### YOUR GOAL:
Quote every line of the material beneath this one.
=== GIVEN DATA ===
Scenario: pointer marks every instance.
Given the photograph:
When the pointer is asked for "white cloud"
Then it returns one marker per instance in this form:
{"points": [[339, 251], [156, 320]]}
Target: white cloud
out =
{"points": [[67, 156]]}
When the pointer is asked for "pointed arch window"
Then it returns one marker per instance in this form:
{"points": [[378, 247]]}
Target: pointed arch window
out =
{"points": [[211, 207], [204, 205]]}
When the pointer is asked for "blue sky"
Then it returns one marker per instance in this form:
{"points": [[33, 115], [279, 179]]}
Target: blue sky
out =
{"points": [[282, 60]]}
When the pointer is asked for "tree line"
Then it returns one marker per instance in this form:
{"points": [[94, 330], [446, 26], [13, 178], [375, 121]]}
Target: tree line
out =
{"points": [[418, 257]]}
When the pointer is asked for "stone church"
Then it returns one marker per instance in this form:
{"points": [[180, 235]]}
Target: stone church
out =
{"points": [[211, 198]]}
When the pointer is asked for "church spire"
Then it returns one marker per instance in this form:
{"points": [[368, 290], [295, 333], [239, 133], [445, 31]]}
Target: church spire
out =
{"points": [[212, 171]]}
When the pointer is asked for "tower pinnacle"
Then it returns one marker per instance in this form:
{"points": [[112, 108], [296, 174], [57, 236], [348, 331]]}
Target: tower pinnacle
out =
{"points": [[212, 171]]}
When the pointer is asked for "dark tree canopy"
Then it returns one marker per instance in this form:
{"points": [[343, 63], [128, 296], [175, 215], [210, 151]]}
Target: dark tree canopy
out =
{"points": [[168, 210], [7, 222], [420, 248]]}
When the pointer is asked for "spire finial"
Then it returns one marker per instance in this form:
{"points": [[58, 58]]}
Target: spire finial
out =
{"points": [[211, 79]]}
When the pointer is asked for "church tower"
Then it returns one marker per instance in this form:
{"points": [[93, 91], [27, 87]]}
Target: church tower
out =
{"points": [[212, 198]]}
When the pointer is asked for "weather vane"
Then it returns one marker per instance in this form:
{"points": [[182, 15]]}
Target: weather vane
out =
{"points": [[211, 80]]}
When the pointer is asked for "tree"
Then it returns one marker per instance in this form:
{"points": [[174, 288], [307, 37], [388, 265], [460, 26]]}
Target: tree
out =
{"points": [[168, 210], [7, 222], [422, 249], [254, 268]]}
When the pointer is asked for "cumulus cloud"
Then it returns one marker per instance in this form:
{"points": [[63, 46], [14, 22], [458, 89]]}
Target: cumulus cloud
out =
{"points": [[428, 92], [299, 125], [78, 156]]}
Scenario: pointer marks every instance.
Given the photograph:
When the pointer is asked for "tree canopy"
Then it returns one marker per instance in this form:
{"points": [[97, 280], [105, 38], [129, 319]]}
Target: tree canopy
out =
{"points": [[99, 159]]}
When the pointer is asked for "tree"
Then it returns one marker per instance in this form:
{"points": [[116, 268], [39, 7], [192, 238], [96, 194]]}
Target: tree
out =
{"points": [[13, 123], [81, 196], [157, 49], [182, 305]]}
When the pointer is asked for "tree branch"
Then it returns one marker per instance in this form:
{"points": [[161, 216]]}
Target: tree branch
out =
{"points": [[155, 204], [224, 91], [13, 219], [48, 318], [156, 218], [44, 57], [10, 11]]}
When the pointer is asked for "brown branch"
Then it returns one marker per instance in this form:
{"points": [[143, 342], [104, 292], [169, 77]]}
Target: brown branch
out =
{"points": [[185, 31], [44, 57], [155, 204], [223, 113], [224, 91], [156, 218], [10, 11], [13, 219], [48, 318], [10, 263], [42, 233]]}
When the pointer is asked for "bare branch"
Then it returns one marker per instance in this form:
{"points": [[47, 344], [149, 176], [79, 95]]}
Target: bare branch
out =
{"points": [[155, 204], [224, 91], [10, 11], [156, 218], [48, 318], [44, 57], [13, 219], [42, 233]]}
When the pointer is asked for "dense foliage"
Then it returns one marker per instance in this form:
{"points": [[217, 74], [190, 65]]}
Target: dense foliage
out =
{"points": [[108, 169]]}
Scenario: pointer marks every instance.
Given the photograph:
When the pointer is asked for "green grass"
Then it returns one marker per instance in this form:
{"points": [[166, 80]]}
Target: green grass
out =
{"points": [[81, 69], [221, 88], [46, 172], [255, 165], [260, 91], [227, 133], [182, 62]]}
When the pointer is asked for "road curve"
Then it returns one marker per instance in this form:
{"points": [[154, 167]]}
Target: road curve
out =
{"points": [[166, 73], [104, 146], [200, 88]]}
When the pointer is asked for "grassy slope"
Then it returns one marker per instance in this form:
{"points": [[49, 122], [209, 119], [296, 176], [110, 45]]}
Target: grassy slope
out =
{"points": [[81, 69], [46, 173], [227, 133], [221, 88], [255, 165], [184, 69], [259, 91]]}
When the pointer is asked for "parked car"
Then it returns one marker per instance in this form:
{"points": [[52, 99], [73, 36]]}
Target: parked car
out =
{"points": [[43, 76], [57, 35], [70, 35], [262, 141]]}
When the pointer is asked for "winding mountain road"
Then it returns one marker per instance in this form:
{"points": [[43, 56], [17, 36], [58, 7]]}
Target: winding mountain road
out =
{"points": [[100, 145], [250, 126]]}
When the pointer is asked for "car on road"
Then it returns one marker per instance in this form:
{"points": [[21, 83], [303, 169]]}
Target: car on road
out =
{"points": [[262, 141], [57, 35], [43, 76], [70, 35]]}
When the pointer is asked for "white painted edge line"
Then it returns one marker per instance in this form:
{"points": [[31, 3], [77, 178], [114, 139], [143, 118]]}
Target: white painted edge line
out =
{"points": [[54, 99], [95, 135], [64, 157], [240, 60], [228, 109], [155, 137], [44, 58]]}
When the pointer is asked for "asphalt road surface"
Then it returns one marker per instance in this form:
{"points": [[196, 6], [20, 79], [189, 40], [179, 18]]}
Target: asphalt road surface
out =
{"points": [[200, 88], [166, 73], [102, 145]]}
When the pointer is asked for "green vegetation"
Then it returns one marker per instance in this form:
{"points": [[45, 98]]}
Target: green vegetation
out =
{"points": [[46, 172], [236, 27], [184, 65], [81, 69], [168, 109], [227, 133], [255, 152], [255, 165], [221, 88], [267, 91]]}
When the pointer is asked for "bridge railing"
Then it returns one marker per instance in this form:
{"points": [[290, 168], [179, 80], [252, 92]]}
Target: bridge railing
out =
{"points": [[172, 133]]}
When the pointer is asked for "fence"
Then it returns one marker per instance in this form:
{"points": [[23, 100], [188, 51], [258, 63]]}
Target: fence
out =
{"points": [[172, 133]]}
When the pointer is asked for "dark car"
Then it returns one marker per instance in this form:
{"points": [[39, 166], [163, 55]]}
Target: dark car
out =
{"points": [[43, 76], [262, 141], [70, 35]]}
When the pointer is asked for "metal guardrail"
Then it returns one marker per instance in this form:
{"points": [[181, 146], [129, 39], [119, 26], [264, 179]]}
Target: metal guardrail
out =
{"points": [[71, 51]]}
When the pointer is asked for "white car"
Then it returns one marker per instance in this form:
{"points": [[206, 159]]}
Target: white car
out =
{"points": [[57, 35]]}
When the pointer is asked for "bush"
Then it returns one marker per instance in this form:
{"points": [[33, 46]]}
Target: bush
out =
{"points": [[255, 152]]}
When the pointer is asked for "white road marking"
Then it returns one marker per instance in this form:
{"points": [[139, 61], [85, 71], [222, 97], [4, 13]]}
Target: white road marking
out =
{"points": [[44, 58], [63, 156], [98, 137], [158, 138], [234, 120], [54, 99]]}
===
### EXERCISE OUTPUT:
Scenario: pointer marks every instance.
Given the photograph:
When the pointer is asked for "white cloud"
Then it returns one marker per instance in this form:
{"points": [[339, 251], [156, 320]]}
Target: white cloud
out =
{"points": [[67, 156]]}
When the pointer is asked for "pointed arch window"
Then it returns one marker per instance in this form:
{"points": [[378, 247]]}
Target: pointed arch window
out =
{"points": [[211, 207], [204, 205]]}
When the pointer is asked for "blue sky"
Then it returns one marker per instance in this form:
{"points": [[33, 115], [279, 179]]}
Target: blue sky
out =
{"points": [[282, 60]]}
When the pointer is asked for "tree line"
Then it returns one marker per instance in this form:
{"points": [[94, 330], [446, 26], [13, 178], [375, 121]]}
Target: tree line
out =
{"points": [[418, 257]]}
When the pointer is asked for "stone church"
Then it returns one marker per instance in this form:
{"points": [[180, 235]]}
Target: stone church
out =
{"points": [[211, 198]]}
When the pointer is asked for "church spire"
Then it returns one marker per instance in this form:
{"points": [[368, 290], [295, 333], [239, 133], [445, 31]]}
Target: church spire
out =
{"points": [[212, 171]]}
When the pointer is asked for "tower pinnacle"
Then it returns one marker per instance in this form:
{"points": [[112, 108], [296, 174], [57, 236], [348, 331]]}
Target: tower pinnacle
out =
{"points": [[212, 171]]}
When the pointer is asked for "dark tree canopy"
Then it returns one marker per instance in this form:
{"points": [[343, 63], [128, 296], [175, 215], [210, 151]]}
Target: dark tree canopy
out =
{"points": [[168, 210], [7, 222], [420, 248]]}
When the pointer is asked for "spire finial"
Then it returns one marker per instance in this form:
{"points": [[58, 58]]}
Target: spire finial
out =
{"points": [[211, 79]]}
When the pointer is asked for "church tower"
Then it returns one marker per instance in this form:
{"points": [[93, 91], [27, 87]]}
Target: church tower
out =
{"points": [[212, 198]]}
When the pointer is asked for "weather vane"
Then it returns one marker per instance in this form:
{"points": [[182, 15]]}
Target: weather vane
out =
{"points": [[211, 80]]}
When the pointer is asked for "tree"
Then it returns one marker per instance in this form:
{"points": [[174, 288], [307, 37], [388, 265], [460, 26]]}
Target: tree
out =
{"points": [[168, 210], [7, 222], [422, 249], [254, 268]]}
When the pointer is asked for "cumulus cloud"
Then it returns one marker per instance in this form:
{"points": [[63, 46], [14, 22], [458, 89]]}
Target: cumulus cloud
out =
{"points": [[428, 92], [299, 125], [78, 156]]}
Scenario: pointer marks every instance.
Given the photograph:
When the pointer is asked for "tree canopy"
Then it returns one marker per instance in this form:
{"points": [[97, 280], [105, 38], [129, 319]]}
Target: tree canopy
out =
{"points": [[99, 159]]}
When the pointer is asked for "tree"
Then it returns one marker per instance in this form:
{"points": [[116, 268], [39, 7], [192, 238], [96, 194]]}
Target: tree
out =
{"points": [[13, 123], [81, 196], [157, 49], [182, 305]]}
When the pointer is asked for "tree branch"
Then it returns one marker per instance in this form:
{"points": [[161, 216]]}
Target: tree branch
out =
{"points": [[155, 204], [224, 91], [13, 219], [48, 318], [156, 218], [44, 57], [10, 11]]}
When the pointer is asked for "brown branch"
Then it returns one marker per instance in this form:
{"points": [[143, 342], [104, 292], [169, 77]]}
Target: brown branch
out =
{"points": [[185, 31], [44, 57], [155, 204], [223, 113], [224, 91], [156, 218], [10, 11], [13, 219], [48, 318], [10, 263], [42, 233]]}
When the pointer is asked for "bare branch"
Then it returns one marker per instance in this form:
{"points": [[47, 344], [149, 176], [79, 95]]}
Target: bare branch
out =
{"points": [[155, 204], [224, 91], [10, 11], [156, 218], [48, 318], [44, 57], [13, 219], [42, 233]]}
When the pointer is asked for "dense foliage"
Then it returns one marker per instance in this form:
{"points": [[217, 74], [190, 65]]}
Target: dense foliage
out =
{"points": [[108, 169]]}
Scenario: pointer marks every instance.
Given the photograph:
When the pointer is asked for "green grass"
Then it returns one marker per instance in this form:
{"points": [[166, 80]]}
Target: green grass
out =
{"points": [[81, 69], [221, 88], [46, 172], [255, 165], [260, 91], [227, 133], [182, 62]]}
When the pointer is asked for "road curve"
Then it returns one marker per instance in this form:
{"points": [[154, 167]]}
Target: road curve
out =
{"points": [[166, 73], [104, 146], [200, 88]]}
When the pointer is asked for "grassy slope"
Then it returns one marker per instance in this form:
{"points": [[49, 122], [209, 119], [296, 176], [110, 45]]}
Target: grassy slope
out =
{"points": [[81, 69], [46, 173], [227, 133], [221, 88], [255, 165], [184, 69], [259, 91]]}
When the pointer is asked for "parked car"
Then it returns one marker per instance in this form:
{"points": [[52, 99], [73, 36]]}
Target: parked car
out =
{"points": [[43, 76], [57, 35], [70, 35], [262, 141]]}
When the pointer is asked for "winding mountain road"
Then it returns one marker per instance in this form:
{"points": [[43, 56], [17, 36], [58, 7]]}
Target: winding mountain road
out =
{"points": [[100, 145], [250, 126]]}
When the pointer is asked for "car on road"
Then it returns one marker per instance in this form:
{"points": [[21, 83], [303, 169]]}
Target: car on road
out =
{"points": [[262, 141], [57, 35], [43, 76], [70, 35]]}
When the pointer is asked for "white painted edge line"
Then it returns one marker per instance in this form:
{"points": [[31, 3], [77, 178], [114, 139], [143, 118]]}
Target: white painted edge line
out =
{"points": [[54, 99], [95, 135], [64, 157], [240, 60], [228, 109], [155, 137], [44, 58]]}
When the pointer is asked for "asphalt road surface"
Then it returns one marker per instance in this form:
{"points": [[196, 6], [20, 79], [189, 40], [179, 18]]}
Target: asphalt road surface
out =
{"points": [[200, 88], [166, 73], [102, 145]]}
When the pointer is asked for "green vegetation"
Then it returns one marker per instance in this form:
{"points": [[45, 98]]}
Target: green vegetation
out =
{"points": [[46, 172], [236, 27], [184, 65], [81, 69], [168, 109], [227, 133], [255, 152], [255, 165], [221, 88], [267, 91]]}
When the pointer is asked for "bridge railing"
Then it returns one marker per instance in this form:
{"points": [[290, 168], [179, 80], [252, 92]]}
Target: bridge railing
out =
{"points": [[172, 133]]}
When the pointer is asked for "fence"
Then it returns one marker per instance in this form:
{"points": [[23, 100], [188, 51], [258, 63]]}
Target: fence
out =
{"points": [[172, 133]]}
When the pointer is asked for "dark car"
Then it returns one marker per instance in this form:
{"points": [[39, 166], [163, 55]]}
Target: dark car
out =
{"points": [[43, 76], [262, 141], [70, 35]]}
When the pointer is asked for "metal guardrail"
Then it returns one marker per instance in this form:
{"points": [[181, 146], [129, 39], [119, 26], [264, 179]]}
Target: metal guardrail
out =
{"points": [[71, 51]]}
When the pointer is asked for "white car"
Then it returns one marker per instance in this form:
{"points": [[206, 159]]}
Target: white car
out =
{"points": [[57, 35]]}
When the pointer is asked for "bush"
Then it returns one marker per instance in this form:
{"points": [[33, 46]]}
Target: bush
out =
{"points": [[255, 152]]}
When the pointer is asked for "white road marking"
Then it returns one marker per instance in this form:
{"points": [[139, 61], [85, 71], [222, 97], [4, 13]]}
Target: white road marking
out =
{"points": [[44, 58], [63, 156], [98, 137], [158, 138], [234, 120], [54, 99]]}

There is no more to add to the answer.